§ Task description
Give the number of lines in the material below that contain the word "dark". No other content is needed.

§ Data for processing
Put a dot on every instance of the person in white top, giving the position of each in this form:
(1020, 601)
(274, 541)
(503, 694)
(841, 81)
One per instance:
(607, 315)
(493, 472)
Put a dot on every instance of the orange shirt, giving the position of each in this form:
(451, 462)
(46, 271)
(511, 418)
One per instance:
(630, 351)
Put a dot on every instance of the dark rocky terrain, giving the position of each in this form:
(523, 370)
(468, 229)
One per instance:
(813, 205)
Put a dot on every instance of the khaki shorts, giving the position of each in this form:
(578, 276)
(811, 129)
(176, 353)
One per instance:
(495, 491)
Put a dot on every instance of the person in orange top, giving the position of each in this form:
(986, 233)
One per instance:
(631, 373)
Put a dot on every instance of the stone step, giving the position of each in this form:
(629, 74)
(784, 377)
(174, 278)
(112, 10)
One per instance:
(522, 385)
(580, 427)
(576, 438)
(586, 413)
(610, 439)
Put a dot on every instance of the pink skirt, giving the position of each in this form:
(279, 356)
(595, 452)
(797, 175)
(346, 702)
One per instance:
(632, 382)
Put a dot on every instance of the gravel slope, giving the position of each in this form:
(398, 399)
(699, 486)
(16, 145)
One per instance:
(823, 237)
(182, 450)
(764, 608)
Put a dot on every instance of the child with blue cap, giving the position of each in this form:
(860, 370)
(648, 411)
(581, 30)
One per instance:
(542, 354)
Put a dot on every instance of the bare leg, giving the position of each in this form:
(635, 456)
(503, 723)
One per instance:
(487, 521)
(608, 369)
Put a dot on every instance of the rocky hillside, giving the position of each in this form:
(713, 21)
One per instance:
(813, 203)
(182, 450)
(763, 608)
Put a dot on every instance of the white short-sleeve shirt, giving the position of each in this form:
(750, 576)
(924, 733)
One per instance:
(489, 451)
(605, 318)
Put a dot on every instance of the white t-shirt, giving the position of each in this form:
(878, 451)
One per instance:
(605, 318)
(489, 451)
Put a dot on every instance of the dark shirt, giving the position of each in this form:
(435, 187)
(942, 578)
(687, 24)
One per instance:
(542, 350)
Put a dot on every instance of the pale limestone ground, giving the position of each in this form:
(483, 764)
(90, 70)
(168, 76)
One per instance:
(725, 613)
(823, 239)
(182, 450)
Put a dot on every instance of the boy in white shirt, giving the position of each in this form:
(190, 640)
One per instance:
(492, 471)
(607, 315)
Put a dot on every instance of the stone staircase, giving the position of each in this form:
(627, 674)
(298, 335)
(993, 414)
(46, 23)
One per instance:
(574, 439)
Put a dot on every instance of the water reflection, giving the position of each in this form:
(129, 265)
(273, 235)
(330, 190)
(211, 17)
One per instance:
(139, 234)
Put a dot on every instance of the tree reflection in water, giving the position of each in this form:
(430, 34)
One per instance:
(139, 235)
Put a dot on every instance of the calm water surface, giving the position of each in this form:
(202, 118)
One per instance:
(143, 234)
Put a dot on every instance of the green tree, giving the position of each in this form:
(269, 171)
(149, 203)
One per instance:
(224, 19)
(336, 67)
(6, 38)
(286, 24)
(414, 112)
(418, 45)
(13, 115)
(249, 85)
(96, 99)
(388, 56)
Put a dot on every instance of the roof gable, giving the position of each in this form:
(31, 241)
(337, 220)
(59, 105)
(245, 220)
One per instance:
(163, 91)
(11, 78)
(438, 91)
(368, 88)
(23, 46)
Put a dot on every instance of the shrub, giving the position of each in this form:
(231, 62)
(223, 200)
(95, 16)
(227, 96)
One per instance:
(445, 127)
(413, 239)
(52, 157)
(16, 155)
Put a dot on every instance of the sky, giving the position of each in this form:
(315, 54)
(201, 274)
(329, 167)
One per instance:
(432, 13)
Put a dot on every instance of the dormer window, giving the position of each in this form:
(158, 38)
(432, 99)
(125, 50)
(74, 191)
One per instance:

§ Exercise output
2